Passage:
##########

# How do I start showing bettas?



## legacyxboo (Oct 21, 2015)

Hello everyone! I've had bettas for a little over a year and now I'm looking to expand my knowledge and try something new like showing :-D The problem is that I know very little about it and have no clue how to get started. I don't know to much about the rules or where to find local shows. I live in upstate South Carolina, im sure that there are not to many betta shows in my area but I rodeo so I am used to traveling for competition, though I would prefer to not drive 3 or 4 plus hours while I am just getting stated. Im currently looking into getting a show quality betta without having to pay some ridiculous shipping price. Does anyone know any local breeders in my area or at least a high quality fish store?
Any other newbie information you could share with me would be great!


----------



## BettaStarter24 (Mar 24, 2014)

Betta Shop in MN ships. They have really nice quality HMPK's. I think you have to breed your own to show in most of the categories but I think they have a store bought section.


----------



## SusieG (Oct 19, 2015)

Nice to meet a fellow horse person that is also into better showing  I have been training/ showing horses since I was in my teens and have "been there done that" so now I would like to show betta as well. I have done about 30+ hours of research on it and just scratched the surface lol I'm sure we can learn together lol Im in NJ so i'll have to ship my fish out to shows as far as I can see, there are no NJ better shows


----------



## BlueInkFish (Jan 13, 2013)

##########

Items from a data source:
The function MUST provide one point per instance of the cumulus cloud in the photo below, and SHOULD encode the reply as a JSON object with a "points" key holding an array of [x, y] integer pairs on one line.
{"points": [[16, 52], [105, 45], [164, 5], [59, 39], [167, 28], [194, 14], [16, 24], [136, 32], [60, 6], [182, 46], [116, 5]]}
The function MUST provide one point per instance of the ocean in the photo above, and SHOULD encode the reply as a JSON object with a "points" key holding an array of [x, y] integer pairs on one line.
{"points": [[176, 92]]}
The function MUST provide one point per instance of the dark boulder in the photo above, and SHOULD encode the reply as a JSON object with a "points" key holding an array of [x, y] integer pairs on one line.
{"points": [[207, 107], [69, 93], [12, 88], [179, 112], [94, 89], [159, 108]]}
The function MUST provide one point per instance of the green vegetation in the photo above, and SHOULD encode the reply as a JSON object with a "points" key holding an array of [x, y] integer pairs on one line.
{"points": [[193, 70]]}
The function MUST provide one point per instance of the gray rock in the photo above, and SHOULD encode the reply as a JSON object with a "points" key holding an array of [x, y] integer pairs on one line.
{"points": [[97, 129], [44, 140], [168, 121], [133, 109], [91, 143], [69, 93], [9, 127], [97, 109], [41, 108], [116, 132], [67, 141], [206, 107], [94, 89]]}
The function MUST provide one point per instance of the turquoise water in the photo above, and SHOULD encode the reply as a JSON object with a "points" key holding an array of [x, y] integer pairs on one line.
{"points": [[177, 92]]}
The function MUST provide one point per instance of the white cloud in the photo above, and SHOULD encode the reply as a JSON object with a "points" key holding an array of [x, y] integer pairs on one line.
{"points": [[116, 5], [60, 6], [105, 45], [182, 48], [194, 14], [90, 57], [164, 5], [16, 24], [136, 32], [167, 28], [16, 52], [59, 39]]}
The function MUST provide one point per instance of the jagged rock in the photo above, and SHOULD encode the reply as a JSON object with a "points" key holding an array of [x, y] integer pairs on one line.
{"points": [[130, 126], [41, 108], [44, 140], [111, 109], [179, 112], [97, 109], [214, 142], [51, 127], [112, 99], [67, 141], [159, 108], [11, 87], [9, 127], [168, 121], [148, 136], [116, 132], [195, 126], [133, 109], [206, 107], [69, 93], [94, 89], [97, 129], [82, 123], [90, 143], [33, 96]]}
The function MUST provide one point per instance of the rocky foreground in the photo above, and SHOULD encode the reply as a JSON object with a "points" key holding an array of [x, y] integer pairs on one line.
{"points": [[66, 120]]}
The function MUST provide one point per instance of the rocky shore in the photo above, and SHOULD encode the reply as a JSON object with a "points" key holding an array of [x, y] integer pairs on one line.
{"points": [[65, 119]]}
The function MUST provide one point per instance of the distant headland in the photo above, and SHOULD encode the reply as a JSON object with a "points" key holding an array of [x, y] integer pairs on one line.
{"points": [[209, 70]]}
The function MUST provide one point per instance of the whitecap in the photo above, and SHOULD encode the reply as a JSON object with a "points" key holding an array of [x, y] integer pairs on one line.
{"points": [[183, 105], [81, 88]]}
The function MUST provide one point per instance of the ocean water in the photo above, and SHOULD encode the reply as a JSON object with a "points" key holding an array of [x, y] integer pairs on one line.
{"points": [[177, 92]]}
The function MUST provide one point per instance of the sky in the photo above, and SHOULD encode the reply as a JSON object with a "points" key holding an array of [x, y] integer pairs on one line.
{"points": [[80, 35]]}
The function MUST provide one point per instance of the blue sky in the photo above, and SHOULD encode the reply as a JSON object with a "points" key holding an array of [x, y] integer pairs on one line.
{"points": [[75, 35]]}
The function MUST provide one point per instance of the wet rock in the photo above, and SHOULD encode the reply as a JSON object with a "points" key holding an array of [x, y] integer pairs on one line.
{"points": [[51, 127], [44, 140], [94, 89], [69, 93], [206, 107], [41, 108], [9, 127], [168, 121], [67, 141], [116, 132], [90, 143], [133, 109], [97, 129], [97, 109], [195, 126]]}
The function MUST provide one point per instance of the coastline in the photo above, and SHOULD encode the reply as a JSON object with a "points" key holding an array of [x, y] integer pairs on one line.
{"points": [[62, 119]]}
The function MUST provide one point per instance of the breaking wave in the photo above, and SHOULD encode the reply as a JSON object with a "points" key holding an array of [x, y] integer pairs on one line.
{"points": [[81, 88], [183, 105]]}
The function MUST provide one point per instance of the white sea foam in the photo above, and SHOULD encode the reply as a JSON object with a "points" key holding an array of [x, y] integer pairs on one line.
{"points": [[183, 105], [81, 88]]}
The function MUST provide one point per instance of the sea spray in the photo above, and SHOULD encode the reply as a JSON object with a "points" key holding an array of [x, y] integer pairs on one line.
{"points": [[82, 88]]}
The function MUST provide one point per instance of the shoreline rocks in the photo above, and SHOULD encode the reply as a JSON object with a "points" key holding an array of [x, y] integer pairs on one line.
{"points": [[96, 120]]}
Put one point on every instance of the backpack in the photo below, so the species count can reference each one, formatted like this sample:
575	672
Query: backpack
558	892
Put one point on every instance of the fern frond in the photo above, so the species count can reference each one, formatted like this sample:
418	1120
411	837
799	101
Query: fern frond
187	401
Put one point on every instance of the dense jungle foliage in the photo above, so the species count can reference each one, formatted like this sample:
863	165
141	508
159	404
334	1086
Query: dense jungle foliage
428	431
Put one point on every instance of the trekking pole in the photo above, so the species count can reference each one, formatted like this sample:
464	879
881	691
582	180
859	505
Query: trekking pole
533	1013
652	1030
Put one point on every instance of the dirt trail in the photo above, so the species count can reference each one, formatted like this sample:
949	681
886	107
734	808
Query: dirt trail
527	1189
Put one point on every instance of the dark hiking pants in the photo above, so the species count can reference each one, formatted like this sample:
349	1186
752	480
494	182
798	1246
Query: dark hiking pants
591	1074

##########

The request: In the thread about showing bettas, which shop does BettaStarter24 say ships and has really nice quality HMPKs?

Exercise answer: Betta Shop in MN.